Convert every line of the records into a Markdown table with two columns, No. and Text. Give each row its number in No. and the line in Text, and skip blank lines.

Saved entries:
-------
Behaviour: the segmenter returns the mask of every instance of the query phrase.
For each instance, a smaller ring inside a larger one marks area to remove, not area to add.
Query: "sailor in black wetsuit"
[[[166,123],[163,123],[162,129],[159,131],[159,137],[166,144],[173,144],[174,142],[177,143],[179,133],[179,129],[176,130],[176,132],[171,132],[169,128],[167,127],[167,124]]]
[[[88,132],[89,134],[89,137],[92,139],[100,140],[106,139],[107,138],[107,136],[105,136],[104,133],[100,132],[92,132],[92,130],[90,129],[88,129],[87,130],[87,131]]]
-------
= Result of the exercise =
| No. | Text |
|---|---|
| 1 | Behaviour: the segmenter returns the mask of every instance of the query phrase. |
| 2 | For each instance, a smaller ring inside a larger one marks area to remove, not area to add. |
| 3 | Query: "sailor in black wetsuit" |
| 4 | [[[166,123],[163,123],[162,129],[159,131],[159,137],[166,144],[173,144],[174,142],[177,143],[179,133],[179,129],[176,130],[176,132],[171,132],[169,128],[167,127],[167,124]]] |
| 5 | [[[88,132],[89,134],[89,137],[92,139],[100,140],[106,139],[107,138],[107,136],[105,136],[104,133],[100,132],[92,132],[92,130],[90,129],[88,129],[87,130],[87,131]]] |